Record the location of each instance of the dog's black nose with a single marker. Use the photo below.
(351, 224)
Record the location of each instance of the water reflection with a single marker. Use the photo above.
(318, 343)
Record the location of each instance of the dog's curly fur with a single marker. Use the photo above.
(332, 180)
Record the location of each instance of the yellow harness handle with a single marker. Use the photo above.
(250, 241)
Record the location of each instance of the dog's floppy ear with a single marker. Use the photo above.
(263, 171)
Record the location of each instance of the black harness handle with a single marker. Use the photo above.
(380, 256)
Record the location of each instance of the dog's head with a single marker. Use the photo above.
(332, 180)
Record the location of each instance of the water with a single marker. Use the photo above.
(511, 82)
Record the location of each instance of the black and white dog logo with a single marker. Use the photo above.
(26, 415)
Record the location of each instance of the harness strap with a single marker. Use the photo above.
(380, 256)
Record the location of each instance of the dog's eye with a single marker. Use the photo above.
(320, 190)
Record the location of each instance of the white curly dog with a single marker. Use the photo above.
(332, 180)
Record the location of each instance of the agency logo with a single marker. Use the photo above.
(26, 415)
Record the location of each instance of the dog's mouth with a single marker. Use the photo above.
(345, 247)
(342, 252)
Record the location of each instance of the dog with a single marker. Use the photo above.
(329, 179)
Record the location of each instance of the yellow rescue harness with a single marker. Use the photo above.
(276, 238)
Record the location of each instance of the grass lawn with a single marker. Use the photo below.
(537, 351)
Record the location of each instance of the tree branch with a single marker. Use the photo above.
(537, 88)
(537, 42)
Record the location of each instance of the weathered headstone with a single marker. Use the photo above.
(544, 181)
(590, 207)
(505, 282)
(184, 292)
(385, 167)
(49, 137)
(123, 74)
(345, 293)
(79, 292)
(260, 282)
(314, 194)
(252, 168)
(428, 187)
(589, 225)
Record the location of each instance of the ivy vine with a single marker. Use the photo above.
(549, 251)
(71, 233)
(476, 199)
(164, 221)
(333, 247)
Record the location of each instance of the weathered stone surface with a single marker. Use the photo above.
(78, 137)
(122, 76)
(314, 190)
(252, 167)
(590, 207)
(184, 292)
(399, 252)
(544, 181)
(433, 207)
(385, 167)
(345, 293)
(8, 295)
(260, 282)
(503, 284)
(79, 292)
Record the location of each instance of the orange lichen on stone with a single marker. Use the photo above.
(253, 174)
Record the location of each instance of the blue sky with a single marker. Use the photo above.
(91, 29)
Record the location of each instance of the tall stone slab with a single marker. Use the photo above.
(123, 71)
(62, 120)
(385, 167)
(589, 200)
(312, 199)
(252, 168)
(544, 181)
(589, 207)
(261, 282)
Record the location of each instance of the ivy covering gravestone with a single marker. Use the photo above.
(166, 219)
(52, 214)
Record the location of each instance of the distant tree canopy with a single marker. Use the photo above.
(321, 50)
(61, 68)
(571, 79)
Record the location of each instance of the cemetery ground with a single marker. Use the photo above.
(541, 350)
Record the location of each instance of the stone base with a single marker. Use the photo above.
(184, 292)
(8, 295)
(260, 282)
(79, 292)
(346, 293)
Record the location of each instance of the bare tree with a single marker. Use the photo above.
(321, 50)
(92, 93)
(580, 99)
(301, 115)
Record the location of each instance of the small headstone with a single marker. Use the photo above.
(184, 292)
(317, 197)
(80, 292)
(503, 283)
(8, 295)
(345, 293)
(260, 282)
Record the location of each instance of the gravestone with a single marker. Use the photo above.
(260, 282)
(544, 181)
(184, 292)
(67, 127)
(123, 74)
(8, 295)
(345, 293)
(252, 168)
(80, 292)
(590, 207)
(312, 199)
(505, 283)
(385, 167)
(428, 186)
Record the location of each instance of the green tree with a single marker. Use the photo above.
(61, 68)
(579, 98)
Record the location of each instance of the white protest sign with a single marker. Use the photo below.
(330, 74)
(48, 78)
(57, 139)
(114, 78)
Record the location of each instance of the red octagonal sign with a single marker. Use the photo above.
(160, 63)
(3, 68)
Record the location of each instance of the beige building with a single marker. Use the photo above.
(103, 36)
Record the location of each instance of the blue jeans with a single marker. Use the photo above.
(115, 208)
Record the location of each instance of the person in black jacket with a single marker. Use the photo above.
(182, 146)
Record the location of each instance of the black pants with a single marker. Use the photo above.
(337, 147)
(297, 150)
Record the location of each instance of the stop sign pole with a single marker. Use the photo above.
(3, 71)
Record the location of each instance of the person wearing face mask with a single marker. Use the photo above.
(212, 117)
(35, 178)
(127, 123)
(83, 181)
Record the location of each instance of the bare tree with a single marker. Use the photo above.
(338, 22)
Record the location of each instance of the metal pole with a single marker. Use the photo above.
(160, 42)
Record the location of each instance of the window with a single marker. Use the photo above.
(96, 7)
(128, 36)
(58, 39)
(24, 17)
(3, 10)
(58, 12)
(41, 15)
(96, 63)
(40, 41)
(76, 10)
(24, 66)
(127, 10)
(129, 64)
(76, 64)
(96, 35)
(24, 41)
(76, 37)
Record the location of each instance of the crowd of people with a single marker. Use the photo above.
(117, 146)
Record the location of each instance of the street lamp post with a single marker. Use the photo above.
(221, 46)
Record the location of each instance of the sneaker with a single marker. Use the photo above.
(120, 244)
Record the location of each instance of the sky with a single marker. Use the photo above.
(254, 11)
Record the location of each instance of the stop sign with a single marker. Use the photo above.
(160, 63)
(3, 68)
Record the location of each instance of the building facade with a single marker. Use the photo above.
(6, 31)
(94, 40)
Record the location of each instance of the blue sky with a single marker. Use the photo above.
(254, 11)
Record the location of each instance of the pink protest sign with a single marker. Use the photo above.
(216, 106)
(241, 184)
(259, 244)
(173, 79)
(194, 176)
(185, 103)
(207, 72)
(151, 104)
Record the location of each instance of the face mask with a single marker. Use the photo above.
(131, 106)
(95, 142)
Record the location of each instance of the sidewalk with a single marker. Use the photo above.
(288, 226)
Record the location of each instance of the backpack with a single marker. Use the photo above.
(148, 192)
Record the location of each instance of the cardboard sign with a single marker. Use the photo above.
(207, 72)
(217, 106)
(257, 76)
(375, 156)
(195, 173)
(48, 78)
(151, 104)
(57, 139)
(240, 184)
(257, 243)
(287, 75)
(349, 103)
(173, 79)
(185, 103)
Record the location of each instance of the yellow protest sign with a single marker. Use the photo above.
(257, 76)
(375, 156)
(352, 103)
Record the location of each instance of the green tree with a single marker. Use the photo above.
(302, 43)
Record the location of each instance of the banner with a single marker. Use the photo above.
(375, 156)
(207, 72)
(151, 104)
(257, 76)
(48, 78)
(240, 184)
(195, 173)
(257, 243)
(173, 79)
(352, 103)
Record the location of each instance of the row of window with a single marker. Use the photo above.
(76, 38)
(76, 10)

+===+

#### [REQUEST]
Once more, set down the full listing, verbatim.

#### [IN RESPONSE]
Record the location of each instance of the dog's black nose with a single marker. Use the photo below.
(351, 224)
Record the location of each instance of the water reflection with a single marker. Use the photo above.
(318, 343)
Record the location of each instance of the dog's curly fur with a single marker. Use the photo above.
(332, 180)
Record the location of each instance of the yellow harness handle with a single marker. Use the photo above.
(250, 241)
Record the location of each instance of the dog's floppy ear with a single marker. Use the photo above.
(263, 171)
Record the location of each instance of the black harness handle with a single marker. Use the photo above.
(380, 256)
Record the location of each instance of the dog's head with a single marker. Use the photo above.
(332, 180)
Record the location of each instance of the water with a single marker. Use the photo above.
(511, 82)
Record the location of each instance of the black and white dog logo with a single marker. Use the photo above.
(26, 415)
Record the location of each instance of the harness strap with a single marker. Use the photo above.
(380, 256)
Record the location of each instance of the dog's eye with a single marker. Use the photo above.
(320, 190)
Record the location of each instance of the white curly dog with a single marker. Use the photo above.
(332, 180)
Record the location of each instance of the agency logo with a single marker. Use the photo above.
(26, 415)
Record the location of each instance of the dog's mouth with a single marker. Use the photo above.
(345, 247)
(342, 252)
Record the location of each instance of the dog with a single marker. Use the photo above.
(329, 179)
Record the location of each instance of the yellow rescue harness with a single marker. Use the photo above.
(276, 238)
Record the location of each instance of the grass lawn with a single marker. Use the photo below.
(537, 351)
Record the location of each instance of the tree branch with a single marker. Use the photo above.
(537, 88)
(537, 42)
Record the location of each instance of the weathered headstone with a single marker. Use the photo above.
(544, 181)
(590, 207)
(505, 282)
(184, 292)
(385, 167)
(49, 137)
(123, 74)
(345, 293)
(79, 292)
(260, 282)
(314, 194)
(252, 168)
(428, 187)
(589, 225)
Record the location of each instance of the ivy vine with a single marker. Use the photo above.
(549, 251)
(71, 233)
(476, 199)
(164, 221)
(333, 247)
Record the location of each instance of the weathered stone surface with a single marker. Use the photo above.
(78, 137)
(122, 76)
(314, 190)
(252, 167)
(590, 207)
(184, 292)
(399, 252)
(544, 181)
(433, 207)
(385, 167)
(345, 293)
(8, 295)
(260, 282)
(503, 284)
(79, 292)
Record the location of each instance of the orange lichen on stone with a single marker. Use the photo above.
(253, 174)
Record the location of each instance of the blue sky with a single marker. Use the photo above.
(91, 29)
Record the location of each instance of the tall stone slab with a single marker. Use the photo above.
(123, 71)
(62, 120)
(385, 167)
(589, 200)
(312, 199)
(252, 168)
(544, 181)
(589, 207)
(261, 282)
Record the location of each instance of the ivy covering gravestone with a single marker. Use the photo above.
(166, 219)
(52, 214)
Record the location of each instance of the distant tree canopy with a single marker. Use the photo above.
(321, 50)
(61, 68)
(571, 79)
Record the location of each instance of the cemetery ground with a single marker. Use the photo above.
(541, 350)
Record the location of each instance of the stone base with a single marker. Use the photo above.
(184, 292)
(8, 295)
(260, 282)
(79, 292)
(346, 293)
Record the location of each instance of the bare tree with a single marker. Use the photo above.
(321, 50)
(92, 93)
(580, 99)
(301, 115)
Record the location of each instance of the small headstone with a single marker. Use the photo above.
(184, 292)
(317, 197)
(80, 292)
(503, 283)
(8, 295)
(345, 293)
(260, 282)
Record the location of each instance of the gravestone with a single marker. Use the photo above.
(260, 282)
(544, 181)
(184, 292)
(67, 127)
(123, 74)
(8, 295)
(345, 293)
(252, 168)
(80, 292)
(590, 207)
(312, 199)
(505, 283)
(385, 167)
(428, 186)
Record the location of each instance of the green tree with a single marker. Use the photo above.
(61, 68)
(579, 98)
Record the location of each instance of the white protest sign with a single marker. Use the photo below.
(330, 74)
(48, 78)
(57, 139)
(114, 78)
Record the location of each instance of the red octagonal sign with a single marker. Use the photo above.
(160, 63)
(3, 68)
Record the location of each instance of the beige building with a single marker. Use the photo above.
(103, 36)
Record the location of each instance of the blue jeans with a single marker. Use the photo above.
(115, 208)
Record the location of each instance of the person in black jacket with a single marker. Use the photo above.
(182, 146)
Record the location of each instance of the black pants with a single marker. Use the photo above.
(337, 147)
(297, 150)
Record the location of each instance of the stop sign pole with a single marker. Use the photo above.
(3, 71)
Record the location of each instance of the person wearing face mask with a single marker. Use the photo above.
(212, 117)
(35, 178)
(127, 123)
(83, 181)
Record the location of each instance of the bare tree with a single marker. Use the photo above.
(338, 22)
Record the location of each instance of the metal pole with a single marker. Use the photo above.
(160, 42)
Record the location of each instance of the window with a single marker. Use the photo above.
(96, 7)
(128, 36)
(58, 39)
(24, 17)
(3, 10)
(58, 12)
(41, 15)
(96, 63)
(40, 41)
(76, 10)
(24, 66)
(127, 10)
(129, 64)
(76, 64)
(96, 35)
(24, 41)
(76, 37)
Record the location of each instance of the crowd of people with a single marker. Use the photo above.
(117, 146)
Record the location of each instance of the street lamp post with a single marker. Use the photo above.
(221, 46)
Record the location of each instance of the sneaker with a single marker. Use the photo above.
(120, 244)
Record the location of each instance of the sky with a single marker. Use the photo above.
(254, 11)
Record the location of each instance of the stop sign with a single marker. Use the photo above.
(160, 63)
(3, 68)
Record the location of each instance of the building facade with a single marker. Use the photo above.
(6, 31)
(94, 40)
Record the location of each instance of the blue sky with a single marker. Use the photo above.
(254, 11)
Record the location of each instance of the pink protest sign with a single marker. Use the photo above.
(216, 106)
(241, 184)
(259, 244)
(173, 79)
(194, 176)
(185, 103)
(207, 72)
(151, 104)
Record the location of each instance of the face mask with a single marker. Use the photo above.
(131, 106)
(95, 142)
Record the location of each instance of the sidewalk with a single marker. Use the photo above.
(288, 226)
Record the location of each instance of the backpack with a single marker. Use the photo above.
(148, 192)
Record the location of each instance of the cardboard sign with a single marker. Use the photo above.
(207, 72)
(217, 106)
(257, 76)
(375, 156)
(195, 173)
(48, 78)
(151, 104)
(57, 139)
(240, 184)
(257, 243)
(287, 75)
(349, 103)
(173, 79)
(185, 103)
Record the location of each instance of the yellow protest sign with a single marker. Use the photo above.
(257, 76)
(375, 156)
(352, 103)
Record the location of each instance of the green tree with a single marker. Use the photo above.
(302, 43)
Record the location of each instance of the banner with a single marker. Use the photo above.
(375, 156)
(207, 72)
(151, 104)
(257, 76)
(48, 78)
(240, 184)
(195, 173)
(257, 243)
(173, 79)
(352, 103)
Record the location of each instance of the row of window with a single marker. Use the photo above.
(76, 38)
(76, 10)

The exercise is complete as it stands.